Records shown –
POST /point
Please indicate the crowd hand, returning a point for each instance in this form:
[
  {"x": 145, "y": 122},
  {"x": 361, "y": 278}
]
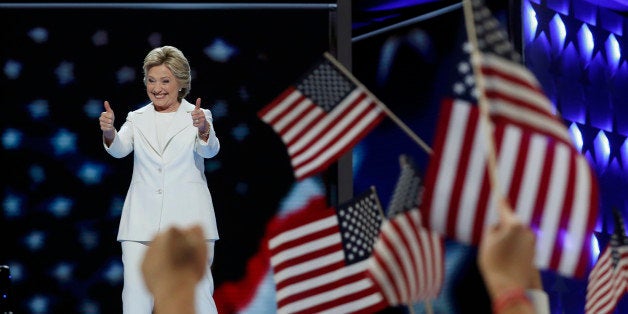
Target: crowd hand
[
  {"x": 106, "y": 122},
  {"x": 506, "y": 254},
  {"x": 175, "y": 258},
  {"x": 198, "y": 118}
]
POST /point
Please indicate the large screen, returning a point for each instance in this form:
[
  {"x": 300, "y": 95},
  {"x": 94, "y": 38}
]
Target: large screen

What is needed – Copy all of the records verbatim, omitting the pictures.

Solved exercise –
POST /point
Please indicate the crowd hand, returning a point for each instance in this form:
[
  {"x": 145, "y": 122},
  {"x": 361, "y": 278}
]
Target: crowd hand
[
  {"x": 106, "y": 122},
  {"x": 506, "y": 254},
  {"x": 175, "y": 258},
  {"x": 198, "y": 118}
]
POST /point
Please indicate the large screen, returning a point for each instance in this form:
[
  {"x": 300, "y": 95},
  {"x": 94, "y": 38}
]
Target: large screen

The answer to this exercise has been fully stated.